> **Written instruction**
Reproduce the lines below word for word, leaving the picture out of your answer.

— Begin —

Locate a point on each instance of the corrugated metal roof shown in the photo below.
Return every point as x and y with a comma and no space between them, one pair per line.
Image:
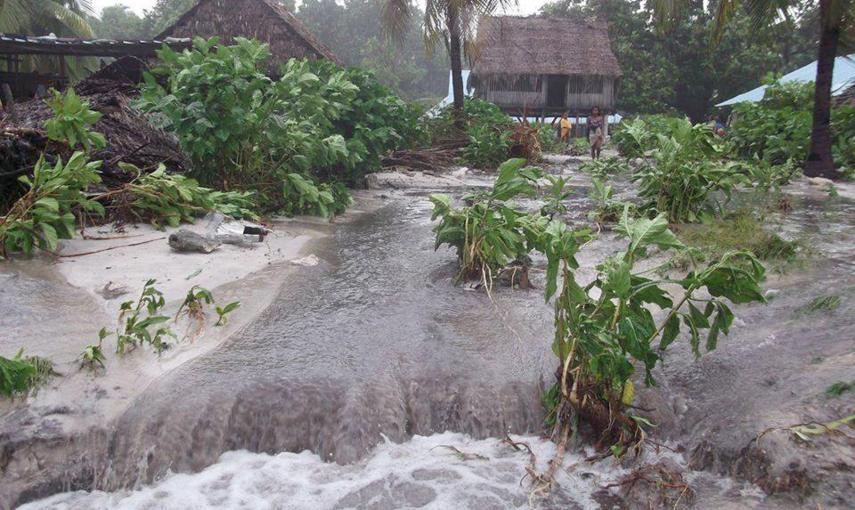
844,76
50,44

— End —

> **Full answer**
Locate a point on each instance of the corrugated metal roof shown in the photo below.
Return every point as x and y with a comma and no space between them, one pair per line.
Image:
844,76
50,44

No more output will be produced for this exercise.